To do: Tallying with case taken into account, how many lines of the records below contain the word "icing"? Give only the number.

** start Stored records **

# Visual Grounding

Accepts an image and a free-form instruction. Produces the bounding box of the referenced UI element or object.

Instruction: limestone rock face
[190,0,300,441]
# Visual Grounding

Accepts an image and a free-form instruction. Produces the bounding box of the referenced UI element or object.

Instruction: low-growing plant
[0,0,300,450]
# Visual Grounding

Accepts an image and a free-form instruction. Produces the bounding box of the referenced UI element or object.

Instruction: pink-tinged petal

** end Stored records **
** start Stored records **

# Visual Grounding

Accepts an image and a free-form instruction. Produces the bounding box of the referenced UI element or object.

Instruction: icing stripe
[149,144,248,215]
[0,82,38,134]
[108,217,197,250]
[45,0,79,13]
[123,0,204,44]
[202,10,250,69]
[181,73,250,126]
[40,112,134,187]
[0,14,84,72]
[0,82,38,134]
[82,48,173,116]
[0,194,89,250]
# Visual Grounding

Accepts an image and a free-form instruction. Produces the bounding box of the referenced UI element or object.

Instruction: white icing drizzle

** end Stored records **

Answer to the task: 2